TEXTE DE LECTURE
....

Dev Manraj s'en est allé. Il s'est effacé, discrètement. Sa façon de nous quitter reflète bien sa manière d'être : toujours en repli du devoir accompli. «Semblable», comme dit Antoine de Saint-Exupéry, «à ce moissonneur qui, après avoir bien lié sa gerbe, se couche dans son champ».

J'ai connu Dev au collège St Joseph. Il était un ami de classe, toujours discret dans son attitude mais intensément présent en tout. Son sujet de prédilection alors semblait être le General Paper, où il excellait par sa vaste culture. Omnivore dans ses lectures, ses écrits étaient largement au-dessus de la moyenne, déjà très difficile à atteindre quand on avait pour enseignant le pointilleux Brother Alphonsus Timothy Murphy. Sa performance en General Paper n'éclipsait en rien son niveau dans les autres matières, où il hissait les autres, en vrai meneur de cordée, à l'émuler et avancer. Inoubliables souvenirs scolaires, agrémentés par le rappel de son sens de l'humour bien fin et de sa camaraderie toujours bon enfant.

Après nos études, nos chemins se sont séparés. À chacun, le sien. Le parcours professionnel de Dev, vers les sommets de la fonction publique, a été exceptionnel. Il n'a jamais cessé de faire autorité sur tous les dossiers sensibles et délicats, qu'il a passés au tamis de son intelligence et de son flair intuitif. Celui du dossier de l'éducation secondaire privée subventionnée en est un.

....

Éléments recensés dans un jeu de données
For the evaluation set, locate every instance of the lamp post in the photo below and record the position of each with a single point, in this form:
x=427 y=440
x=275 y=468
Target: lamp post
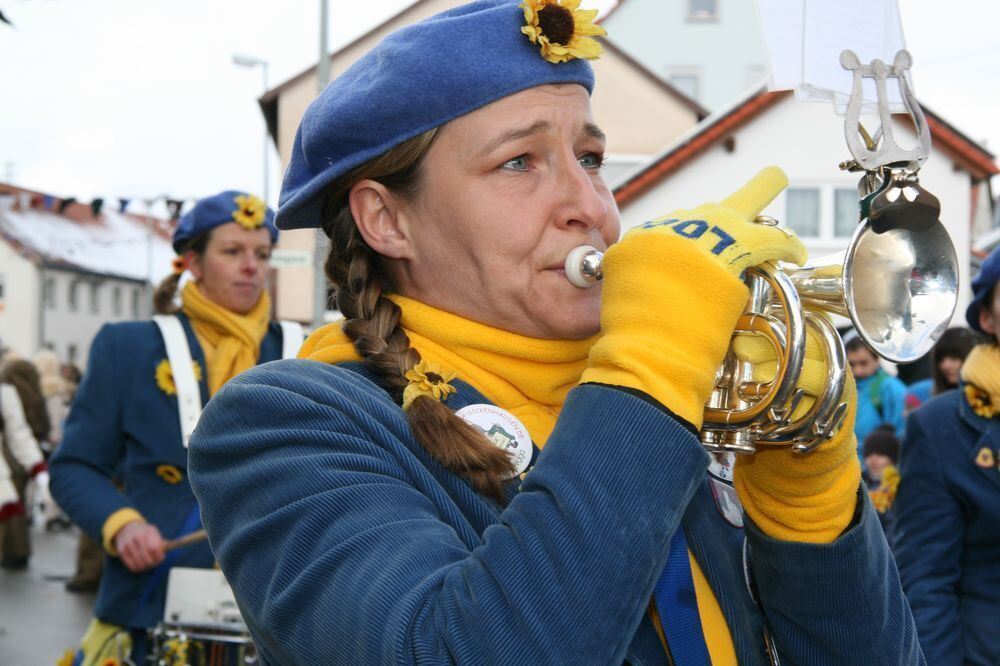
x=251 y=61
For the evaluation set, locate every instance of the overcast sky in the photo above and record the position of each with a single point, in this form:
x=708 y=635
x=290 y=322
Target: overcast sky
x=140 y=98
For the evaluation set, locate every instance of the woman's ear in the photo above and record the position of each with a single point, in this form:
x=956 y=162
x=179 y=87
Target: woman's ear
x=193 y=262
x=378 y=214
x=986 y=320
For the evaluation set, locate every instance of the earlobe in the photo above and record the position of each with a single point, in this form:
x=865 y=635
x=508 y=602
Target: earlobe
x=378 y=216
x=193 y=262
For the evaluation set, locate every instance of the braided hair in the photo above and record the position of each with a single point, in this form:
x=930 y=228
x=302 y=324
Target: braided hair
x=372 y=321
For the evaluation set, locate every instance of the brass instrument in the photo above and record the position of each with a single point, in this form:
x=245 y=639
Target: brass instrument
x=897 y=282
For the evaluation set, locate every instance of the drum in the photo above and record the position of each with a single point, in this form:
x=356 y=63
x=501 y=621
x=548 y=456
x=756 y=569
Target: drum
x=202 y=625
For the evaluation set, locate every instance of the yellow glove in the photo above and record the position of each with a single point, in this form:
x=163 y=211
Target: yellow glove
x=105 y=642
x=795 y=497
x=672 y=295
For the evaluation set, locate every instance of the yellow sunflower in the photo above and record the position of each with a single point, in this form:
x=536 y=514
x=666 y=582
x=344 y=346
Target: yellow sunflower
x=429 y=380
x=249 y=212
x=561 y=29
x=169 y=473
x=980 y=401
x=165 y=376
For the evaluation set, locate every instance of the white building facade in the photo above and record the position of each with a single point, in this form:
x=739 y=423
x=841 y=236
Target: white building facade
x=63 y=276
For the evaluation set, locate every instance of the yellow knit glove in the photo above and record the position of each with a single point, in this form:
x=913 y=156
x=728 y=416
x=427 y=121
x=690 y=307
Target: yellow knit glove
x=794 y=497
x=672 y=295
x=104 y=643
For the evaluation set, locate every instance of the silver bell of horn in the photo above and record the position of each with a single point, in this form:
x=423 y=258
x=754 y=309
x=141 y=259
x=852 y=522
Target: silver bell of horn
x=899 y=288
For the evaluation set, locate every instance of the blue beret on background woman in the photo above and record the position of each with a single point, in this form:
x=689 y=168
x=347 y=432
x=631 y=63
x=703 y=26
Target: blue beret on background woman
x=120 y=472
x=948 y=503
x=352 y=500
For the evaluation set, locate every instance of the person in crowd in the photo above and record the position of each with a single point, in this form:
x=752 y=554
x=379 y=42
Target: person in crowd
x=23 y=376
x=947 y=518
x=72 y=374
x=483 y=463
x=131 y=416
x=880 y=453
x=947 y=358
x=881 y=397
x=18 y=438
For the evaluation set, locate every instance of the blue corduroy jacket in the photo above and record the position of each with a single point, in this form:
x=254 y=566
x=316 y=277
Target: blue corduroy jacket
x=346 y=543
x=948 y=530
x=123 y=426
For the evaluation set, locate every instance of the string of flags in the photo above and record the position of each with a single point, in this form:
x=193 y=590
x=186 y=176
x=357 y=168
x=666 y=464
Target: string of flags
x=175 y=207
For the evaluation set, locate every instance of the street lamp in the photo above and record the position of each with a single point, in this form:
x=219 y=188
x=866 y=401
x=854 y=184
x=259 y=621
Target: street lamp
x=251 y=61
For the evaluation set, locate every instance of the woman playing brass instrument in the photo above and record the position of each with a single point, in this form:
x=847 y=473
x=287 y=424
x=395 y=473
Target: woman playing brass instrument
x=351 y=497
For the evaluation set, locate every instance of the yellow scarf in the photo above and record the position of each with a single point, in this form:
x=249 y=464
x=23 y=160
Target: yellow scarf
x=526 y=376
x=230 y=341
x=981 y=374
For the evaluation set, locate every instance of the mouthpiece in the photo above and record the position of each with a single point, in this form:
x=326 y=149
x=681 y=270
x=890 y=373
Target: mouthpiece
x=583 y=266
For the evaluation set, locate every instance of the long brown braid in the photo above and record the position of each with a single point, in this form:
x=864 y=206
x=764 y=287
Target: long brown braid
x=372 y=321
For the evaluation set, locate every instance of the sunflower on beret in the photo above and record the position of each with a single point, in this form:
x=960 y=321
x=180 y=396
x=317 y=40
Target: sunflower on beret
x=561 y=29
x=249 y=212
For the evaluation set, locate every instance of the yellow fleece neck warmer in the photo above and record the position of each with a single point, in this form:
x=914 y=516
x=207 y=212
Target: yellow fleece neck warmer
x=528 y=377
x=982 y=370
x=230 y=341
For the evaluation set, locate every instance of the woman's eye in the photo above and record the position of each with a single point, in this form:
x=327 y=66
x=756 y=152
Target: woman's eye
x=592 y=160
x=519 y=163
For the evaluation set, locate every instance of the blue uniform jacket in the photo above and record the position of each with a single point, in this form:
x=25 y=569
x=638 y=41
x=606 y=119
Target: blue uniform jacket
x=347 y=544
x=123 y=426
x=948 y=530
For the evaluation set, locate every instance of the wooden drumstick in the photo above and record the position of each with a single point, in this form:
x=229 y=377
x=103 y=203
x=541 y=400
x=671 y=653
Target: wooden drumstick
x=185 y=540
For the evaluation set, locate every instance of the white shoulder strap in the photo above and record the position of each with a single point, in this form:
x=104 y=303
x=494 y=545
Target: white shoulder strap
x=291 y=338
x=182 y=367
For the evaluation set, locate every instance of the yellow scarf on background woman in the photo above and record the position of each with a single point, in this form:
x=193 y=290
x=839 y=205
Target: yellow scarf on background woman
x=528 y=377
x=981 y=374
x=230 y=341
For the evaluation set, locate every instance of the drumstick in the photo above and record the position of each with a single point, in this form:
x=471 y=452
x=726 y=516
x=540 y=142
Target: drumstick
x=185 y=540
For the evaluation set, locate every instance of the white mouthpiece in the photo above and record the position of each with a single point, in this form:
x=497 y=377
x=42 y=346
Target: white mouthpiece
x=583 y=266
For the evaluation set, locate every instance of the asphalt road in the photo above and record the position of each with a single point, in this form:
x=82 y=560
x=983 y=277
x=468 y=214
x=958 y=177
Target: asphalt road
x=39 y=619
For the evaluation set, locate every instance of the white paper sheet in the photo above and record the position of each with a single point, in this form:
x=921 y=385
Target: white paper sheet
x=804 y=39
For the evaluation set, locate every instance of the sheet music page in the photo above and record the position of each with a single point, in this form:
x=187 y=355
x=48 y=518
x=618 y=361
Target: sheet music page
x=804 y=39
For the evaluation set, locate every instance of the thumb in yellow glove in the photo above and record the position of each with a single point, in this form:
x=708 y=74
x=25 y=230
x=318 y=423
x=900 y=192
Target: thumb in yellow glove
x=795 y=497
x=672 y=295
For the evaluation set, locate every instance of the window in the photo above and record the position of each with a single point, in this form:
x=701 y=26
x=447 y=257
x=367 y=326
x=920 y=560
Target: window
x=846 y=211
x=74 y=295
x=49 y=293
x=686 y=81
x=703 y=10
x=802 y=211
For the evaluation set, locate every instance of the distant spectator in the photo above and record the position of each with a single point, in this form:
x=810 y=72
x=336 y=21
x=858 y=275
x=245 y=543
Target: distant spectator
x=22 y=413
x=948 y=507
x=880 y=453
x=881 y=397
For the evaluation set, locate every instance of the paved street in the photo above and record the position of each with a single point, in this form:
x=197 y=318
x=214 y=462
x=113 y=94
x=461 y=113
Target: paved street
x=39 y=620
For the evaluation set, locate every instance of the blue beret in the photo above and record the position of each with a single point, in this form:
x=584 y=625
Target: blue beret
x=414 y=80
x=230 y=206
x=989 y=273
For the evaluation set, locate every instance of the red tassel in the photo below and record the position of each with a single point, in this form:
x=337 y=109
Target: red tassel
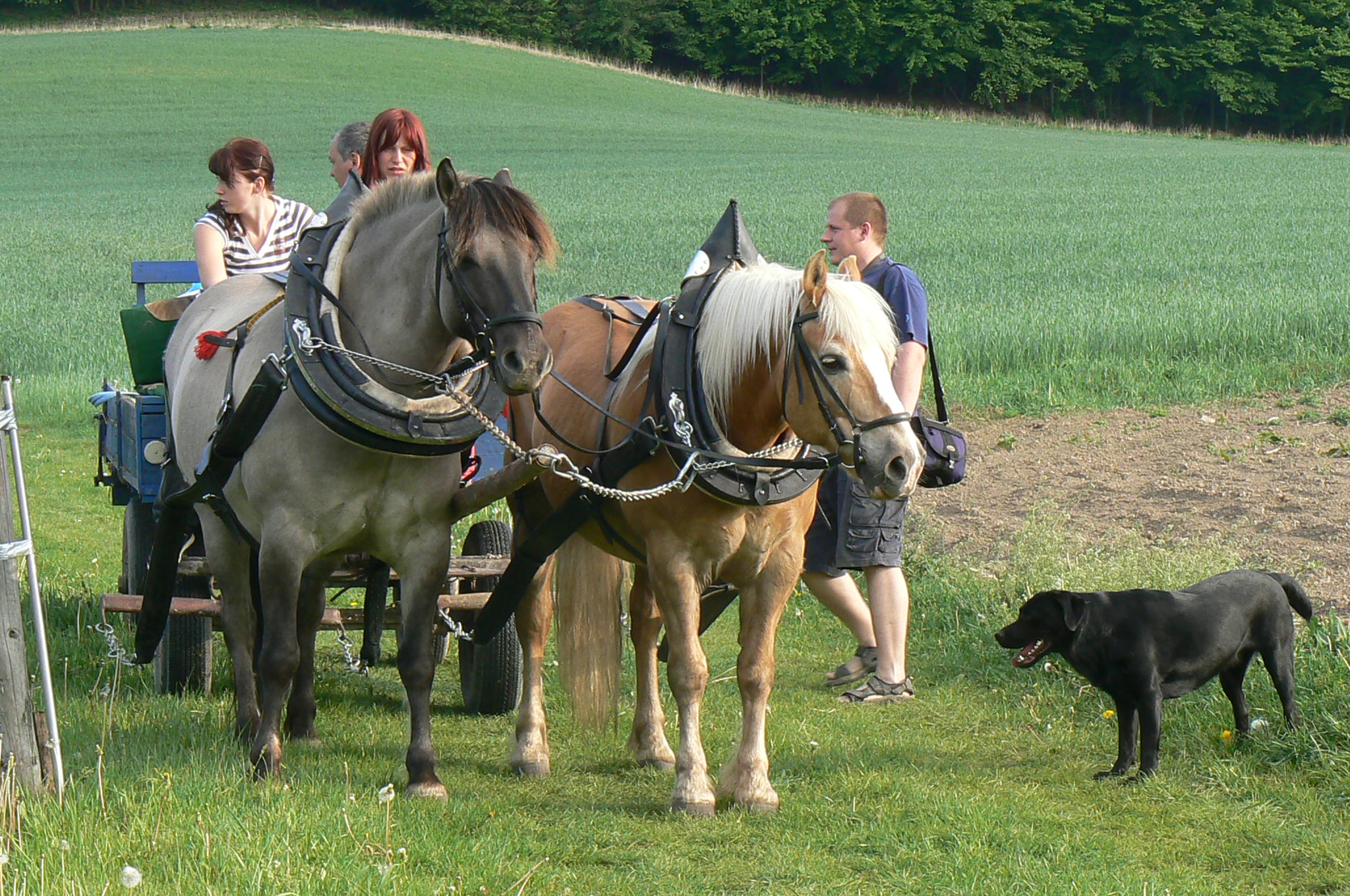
x=207 y=347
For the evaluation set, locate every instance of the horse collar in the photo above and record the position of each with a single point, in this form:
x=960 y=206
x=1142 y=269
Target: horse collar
x=689 y=423
x=336 y=393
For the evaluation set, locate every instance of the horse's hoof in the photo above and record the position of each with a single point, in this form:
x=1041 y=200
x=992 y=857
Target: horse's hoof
x=695 y=810
x=538 y=768
x=430 y=790
x=266 y=762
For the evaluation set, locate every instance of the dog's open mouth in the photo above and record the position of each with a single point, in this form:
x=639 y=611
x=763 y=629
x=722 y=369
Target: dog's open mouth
x=1030 y=654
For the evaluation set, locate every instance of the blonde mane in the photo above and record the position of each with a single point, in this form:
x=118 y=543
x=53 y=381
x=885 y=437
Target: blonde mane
x=749 y=318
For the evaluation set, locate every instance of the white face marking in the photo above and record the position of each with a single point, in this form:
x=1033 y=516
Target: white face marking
x=875 y=360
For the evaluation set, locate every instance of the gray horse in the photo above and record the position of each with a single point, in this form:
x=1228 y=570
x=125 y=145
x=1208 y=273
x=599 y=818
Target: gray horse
x=310 y=497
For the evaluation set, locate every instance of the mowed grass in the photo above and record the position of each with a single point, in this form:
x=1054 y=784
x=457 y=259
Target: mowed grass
x=980 y=786
x=1065 y=267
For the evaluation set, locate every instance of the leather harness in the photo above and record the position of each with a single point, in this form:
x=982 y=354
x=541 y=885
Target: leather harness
x=677 y=417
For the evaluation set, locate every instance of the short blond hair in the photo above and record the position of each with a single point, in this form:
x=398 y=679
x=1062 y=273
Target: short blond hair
x=860 y=208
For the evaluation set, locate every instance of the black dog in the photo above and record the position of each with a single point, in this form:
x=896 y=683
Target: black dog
x=1144 y=647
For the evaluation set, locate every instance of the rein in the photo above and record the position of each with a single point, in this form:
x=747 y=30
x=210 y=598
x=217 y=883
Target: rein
x=816 y=374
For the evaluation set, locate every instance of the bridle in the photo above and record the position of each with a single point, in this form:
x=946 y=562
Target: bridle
x=821 y=385
x=480 y=324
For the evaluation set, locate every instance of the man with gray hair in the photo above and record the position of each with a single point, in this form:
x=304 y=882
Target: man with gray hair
x=346 y=150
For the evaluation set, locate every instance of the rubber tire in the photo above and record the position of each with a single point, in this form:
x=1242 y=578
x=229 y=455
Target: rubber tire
x=489 y=674
x=138 y=538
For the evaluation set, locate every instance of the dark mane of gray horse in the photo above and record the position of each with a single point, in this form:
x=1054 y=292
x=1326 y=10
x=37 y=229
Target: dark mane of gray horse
x=479 y=203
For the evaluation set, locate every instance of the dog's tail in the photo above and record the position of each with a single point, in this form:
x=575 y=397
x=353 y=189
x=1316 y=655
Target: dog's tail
x=1295 y=593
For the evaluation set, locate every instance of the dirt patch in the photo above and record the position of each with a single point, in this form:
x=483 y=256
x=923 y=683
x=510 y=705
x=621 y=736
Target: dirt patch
x=1270 y=477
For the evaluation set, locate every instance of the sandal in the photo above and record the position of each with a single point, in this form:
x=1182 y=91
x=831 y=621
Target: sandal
x=859 y=665
x=879 y=691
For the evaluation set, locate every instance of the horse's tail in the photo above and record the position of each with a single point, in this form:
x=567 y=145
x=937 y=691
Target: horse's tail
x=589 y=584
x=1295 y=593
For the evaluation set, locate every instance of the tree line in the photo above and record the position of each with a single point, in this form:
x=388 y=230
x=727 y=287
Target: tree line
x=1280 y=67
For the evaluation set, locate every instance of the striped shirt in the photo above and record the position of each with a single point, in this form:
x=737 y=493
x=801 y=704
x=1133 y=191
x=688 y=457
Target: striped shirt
x=241 y=256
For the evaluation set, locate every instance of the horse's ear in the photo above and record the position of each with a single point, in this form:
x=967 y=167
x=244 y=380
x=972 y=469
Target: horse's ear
x=814 y=278
x=848 y=267
x=447 y=182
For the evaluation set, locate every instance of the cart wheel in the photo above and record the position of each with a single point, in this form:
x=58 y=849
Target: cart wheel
x=489 y=674
x=184 y=663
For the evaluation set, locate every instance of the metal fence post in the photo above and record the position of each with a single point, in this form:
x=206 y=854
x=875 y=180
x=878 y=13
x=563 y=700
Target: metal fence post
x=16 y=717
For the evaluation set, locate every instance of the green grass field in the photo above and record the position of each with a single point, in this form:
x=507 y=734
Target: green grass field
x=1065 y=269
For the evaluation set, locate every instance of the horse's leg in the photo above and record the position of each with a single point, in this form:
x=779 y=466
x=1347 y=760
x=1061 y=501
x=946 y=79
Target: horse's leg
x=649 y=741
x=301 y=708
x=281 y=565
x=422 y=575
x=230 y=559
x=678 y=597
x=533 y=619
x=763 y=600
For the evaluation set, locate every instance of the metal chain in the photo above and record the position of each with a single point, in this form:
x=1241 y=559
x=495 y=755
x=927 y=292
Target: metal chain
x=455 y=629
x=354 y=663
x=115 y=650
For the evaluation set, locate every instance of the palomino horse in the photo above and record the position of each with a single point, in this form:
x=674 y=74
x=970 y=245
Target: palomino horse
x=308 y=495
x=690 y=540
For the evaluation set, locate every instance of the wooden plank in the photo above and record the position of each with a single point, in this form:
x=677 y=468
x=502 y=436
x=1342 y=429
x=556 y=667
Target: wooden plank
x=349 y=617
x=459 y=569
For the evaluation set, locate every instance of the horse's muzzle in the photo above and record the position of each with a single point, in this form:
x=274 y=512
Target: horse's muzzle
x=523 y=358
x=891 y=461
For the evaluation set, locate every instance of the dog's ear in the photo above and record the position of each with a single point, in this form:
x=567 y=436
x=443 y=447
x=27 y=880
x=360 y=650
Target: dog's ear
x=1075 y=607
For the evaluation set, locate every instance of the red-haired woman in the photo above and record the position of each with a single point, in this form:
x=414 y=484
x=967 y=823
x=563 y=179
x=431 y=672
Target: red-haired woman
x=247 y=230
x=397 y=146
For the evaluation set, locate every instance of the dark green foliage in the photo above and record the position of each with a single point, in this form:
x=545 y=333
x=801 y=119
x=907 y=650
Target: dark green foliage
x=1230 y=65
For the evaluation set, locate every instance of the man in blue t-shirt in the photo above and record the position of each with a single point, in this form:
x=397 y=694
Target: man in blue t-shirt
x=852 y=530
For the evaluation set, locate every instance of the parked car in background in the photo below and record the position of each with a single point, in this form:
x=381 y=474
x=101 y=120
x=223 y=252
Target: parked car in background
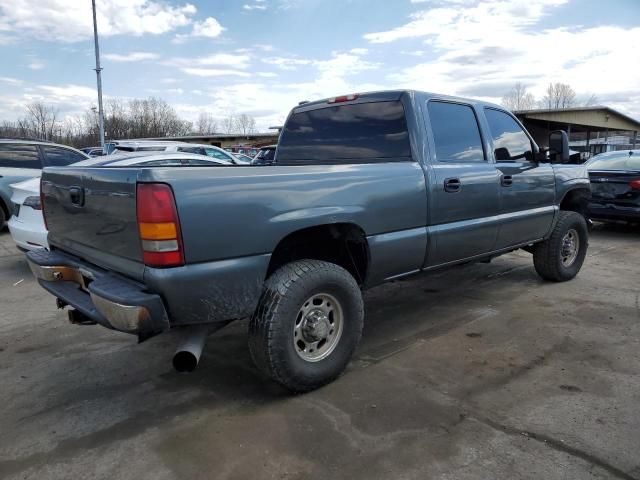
x=243 y=159
x=171 y=146
x=266 y=156
x=615 y=186
x=24 y=159
x=93 y=151
x=244 y=149
x=27 y=224
x=120 y=146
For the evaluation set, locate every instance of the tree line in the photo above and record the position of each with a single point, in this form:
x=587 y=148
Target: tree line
x=557 y=95
x=137 y=118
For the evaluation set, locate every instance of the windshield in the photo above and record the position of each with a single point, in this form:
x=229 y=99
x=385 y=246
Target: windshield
x=624 y=160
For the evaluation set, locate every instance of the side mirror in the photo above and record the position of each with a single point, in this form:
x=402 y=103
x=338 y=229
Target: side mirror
x=559 y=146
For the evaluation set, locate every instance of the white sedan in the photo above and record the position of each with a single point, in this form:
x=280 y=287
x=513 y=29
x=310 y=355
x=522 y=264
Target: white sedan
x=27 y=225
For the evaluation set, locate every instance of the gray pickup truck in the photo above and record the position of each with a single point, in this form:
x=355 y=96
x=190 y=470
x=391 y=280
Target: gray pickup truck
x=365 y=189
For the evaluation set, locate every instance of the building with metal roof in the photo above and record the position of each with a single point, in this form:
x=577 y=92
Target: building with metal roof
x=591 y=129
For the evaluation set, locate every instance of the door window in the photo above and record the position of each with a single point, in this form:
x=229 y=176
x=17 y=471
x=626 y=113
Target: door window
x=60 y=157
x=196 y=150
x=212 y=152
x=19 y=155
x=455 y=132
x=510 y=143
x=344 y=134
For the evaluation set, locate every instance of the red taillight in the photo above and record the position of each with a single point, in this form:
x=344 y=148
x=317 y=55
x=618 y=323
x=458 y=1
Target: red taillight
x=343 y=98
x=44 y=217
x=159 y=225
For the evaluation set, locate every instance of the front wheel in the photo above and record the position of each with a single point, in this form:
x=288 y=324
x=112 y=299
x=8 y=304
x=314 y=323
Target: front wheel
x=560 y=257
x=307 y=324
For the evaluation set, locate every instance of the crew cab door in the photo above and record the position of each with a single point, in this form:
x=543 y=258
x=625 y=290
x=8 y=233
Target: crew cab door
x=464 y=186
x=527 y=187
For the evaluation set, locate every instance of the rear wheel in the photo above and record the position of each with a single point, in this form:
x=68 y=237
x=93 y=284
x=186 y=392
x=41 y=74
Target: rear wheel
x=307 y=324
x=560 y=257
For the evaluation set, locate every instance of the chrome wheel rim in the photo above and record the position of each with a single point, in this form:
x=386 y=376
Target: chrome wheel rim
x=318 y=327
x=570 y=247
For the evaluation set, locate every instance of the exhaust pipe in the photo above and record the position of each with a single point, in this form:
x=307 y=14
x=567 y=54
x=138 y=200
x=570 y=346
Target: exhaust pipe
x=188 y=353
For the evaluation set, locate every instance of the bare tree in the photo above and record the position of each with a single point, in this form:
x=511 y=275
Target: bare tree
x=43 y=119
x=206 y=124
x=245 y=124
x=559 y=95
x=518 y=98
x=228 y=124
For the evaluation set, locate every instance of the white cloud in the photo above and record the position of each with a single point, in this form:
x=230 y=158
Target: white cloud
x=482 y=48
x=213 y=72
x=210 y=28
x=131 y=57
x=286 y=63
x=255 y=6
x=11 y=80
x=270 y=103
x=36 y=65
x=71 y=20
x=218 y=59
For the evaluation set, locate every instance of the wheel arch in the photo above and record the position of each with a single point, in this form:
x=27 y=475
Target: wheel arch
x=343 y=243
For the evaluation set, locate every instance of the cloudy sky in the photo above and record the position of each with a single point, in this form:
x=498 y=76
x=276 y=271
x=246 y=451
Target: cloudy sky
x=261 y=57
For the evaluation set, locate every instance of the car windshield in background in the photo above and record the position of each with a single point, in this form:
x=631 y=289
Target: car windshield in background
x=267 y=154
x=623 y=161
x=358 y=132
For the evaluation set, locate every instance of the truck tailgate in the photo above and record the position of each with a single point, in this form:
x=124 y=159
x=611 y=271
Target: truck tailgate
x=91 y=212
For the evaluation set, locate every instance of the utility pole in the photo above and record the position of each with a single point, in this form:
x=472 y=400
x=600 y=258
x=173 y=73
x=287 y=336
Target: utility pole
x=98 y=70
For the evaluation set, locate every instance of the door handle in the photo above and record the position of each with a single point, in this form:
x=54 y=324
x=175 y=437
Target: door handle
x=452 y=185
x=76 y=195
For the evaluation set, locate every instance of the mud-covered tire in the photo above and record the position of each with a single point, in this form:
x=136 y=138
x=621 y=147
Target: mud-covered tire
x=549 y=257
x=272 y=326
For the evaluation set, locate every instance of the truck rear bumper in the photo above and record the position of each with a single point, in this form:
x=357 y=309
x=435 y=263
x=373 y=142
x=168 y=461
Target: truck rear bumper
x=105 y=298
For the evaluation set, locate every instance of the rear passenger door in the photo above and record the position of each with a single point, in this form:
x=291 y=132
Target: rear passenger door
x=464 y=186
x=527 y=187
x=19 y=160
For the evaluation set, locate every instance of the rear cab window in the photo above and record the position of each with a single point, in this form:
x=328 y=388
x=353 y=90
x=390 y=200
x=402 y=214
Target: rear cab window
x=343 y=134
x=19 y=155
x=456 y=133
x=510 y=142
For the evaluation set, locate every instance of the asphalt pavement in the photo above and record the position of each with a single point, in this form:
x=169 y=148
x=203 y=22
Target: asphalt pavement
x=482 y=371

....

CONSIGNES
**a.** D'après l'hommage à Dev Manraj, dans quel établissement Dev était-il un ami de classe ?
**b.** Reprenez l'hommage à Dev Manraj à la suite de sa dernière phrase.

RÉPONSES PAR CONSIGNE
**a.** Au collège St Joseph.

**b.**
Ce secteur, toutes confessions religieuses et propriétaires privés confondus, constant dans son soutien à la politique d'éducation gratuite pour tous, réclamait alors, à cor et à cri, la reconnaissance de son existence, sous l'asphyxie des pénuries de moyens et enserré dans l'étau des contrôles administratifs pointilleux et contraignants. Dev Manraj fut appelé à présider un comité multipartite à la fin de la décennie 80 pour faire des recommandations sur le secteur. Ce qu'il fit avec un art de présidence consommé. En visionnaire, Dev Manraj balisa tout le secteur pour assurer sa pérennité et la qualité de son service. Il introduisit une vision nouvelle d'opération, avec des termes inédits, de son propre cru, porteurs de sens et à portée pédagogique et financière opportune.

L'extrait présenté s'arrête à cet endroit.